_RECORDED DATA_.

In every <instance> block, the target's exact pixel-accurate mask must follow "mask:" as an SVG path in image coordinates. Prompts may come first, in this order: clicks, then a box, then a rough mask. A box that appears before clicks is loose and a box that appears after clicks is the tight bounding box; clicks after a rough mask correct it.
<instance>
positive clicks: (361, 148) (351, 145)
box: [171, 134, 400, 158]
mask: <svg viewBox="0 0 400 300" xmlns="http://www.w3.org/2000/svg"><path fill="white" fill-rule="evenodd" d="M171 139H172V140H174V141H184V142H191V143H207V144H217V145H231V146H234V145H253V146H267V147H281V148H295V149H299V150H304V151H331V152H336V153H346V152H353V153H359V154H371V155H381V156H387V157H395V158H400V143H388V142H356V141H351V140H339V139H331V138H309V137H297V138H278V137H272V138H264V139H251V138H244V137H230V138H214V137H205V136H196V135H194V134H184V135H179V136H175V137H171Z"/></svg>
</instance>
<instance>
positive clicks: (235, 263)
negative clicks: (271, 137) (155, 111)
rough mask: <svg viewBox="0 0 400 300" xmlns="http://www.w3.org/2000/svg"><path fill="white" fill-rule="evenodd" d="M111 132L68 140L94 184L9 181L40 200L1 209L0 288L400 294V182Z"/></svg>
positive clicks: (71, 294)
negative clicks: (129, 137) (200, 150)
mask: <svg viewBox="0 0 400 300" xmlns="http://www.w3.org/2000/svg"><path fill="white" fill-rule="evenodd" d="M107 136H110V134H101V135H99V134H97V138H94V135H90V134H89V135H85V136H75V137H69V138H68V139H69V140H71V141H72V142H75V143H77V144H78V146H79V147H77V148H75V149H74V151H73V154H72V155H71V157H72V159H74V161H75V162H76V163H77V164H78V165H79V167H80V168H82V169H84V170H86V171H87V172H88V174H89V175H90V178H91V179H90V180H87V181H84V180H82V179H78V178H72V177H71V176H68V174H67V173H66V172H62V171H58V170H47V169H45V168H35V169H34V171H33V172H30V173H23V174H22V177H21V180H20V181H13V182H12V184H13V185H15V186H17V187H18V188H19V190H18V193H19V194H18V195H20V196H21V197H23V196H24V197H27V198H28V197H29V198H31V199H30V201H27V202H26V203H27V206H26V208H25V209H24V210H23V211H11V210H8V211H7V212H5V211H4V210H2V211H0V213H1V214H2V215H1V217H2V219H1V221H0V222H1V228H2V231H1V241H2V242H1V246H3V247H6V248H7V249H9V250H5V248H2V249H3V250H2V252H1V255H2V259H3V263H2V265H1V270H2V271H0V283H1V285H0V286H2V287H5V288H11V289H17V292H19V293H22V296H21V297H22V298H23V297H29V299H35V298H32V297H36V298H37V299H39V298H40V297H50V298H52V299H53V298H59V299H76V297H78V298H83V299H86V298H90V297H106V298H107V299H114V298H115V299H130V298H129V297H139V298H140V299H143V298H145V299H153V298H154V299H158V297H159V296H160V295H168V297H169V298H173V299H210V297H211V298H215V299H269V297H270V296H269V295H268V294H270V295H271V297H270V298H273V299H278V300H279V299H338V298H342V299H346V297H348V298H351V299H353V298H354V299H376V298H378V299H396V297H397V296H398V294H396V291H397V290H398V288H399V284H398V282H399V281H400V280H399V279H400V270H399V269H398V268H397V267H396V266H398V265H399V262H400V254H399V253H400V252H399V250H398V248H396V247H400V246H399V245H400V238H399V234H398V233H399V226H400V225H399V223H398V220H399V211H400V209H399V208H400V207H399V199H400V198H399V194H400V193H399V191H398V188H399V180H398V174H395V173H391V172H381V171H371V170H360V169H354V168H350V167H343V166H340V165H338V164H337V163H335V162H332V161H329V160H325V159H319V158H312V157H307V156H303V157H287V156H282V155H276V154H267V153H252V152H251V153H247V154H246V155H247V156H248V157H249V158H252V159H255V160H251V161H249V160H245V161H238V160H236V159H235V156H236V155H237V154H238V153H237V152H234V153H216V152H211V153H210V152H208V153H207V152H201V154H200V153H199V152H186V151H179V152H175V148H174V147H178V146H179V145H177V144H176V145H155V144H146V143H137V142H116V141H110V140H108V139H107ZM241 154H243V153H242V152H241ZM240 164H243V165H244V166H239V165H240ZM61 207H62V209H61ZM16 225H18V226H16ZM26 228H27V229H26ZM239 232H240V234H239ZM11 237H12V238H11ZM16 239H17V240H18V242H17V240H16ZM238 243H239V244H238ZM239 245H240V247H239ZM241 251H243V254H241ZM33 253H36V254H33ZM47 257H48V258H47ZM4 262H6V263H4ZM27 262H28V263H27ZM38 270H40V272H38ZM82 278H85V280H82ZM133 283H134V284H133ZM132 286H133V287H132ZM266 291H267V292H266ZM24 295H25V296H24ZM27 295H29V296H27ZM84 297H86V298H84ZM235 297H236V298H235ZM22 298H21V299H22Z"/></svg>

_EXERCISE GOAL_.
Check each line of the material above for the string "positive". Please count those that have it and reply with the number only.

_ANSWER SPACE_.
3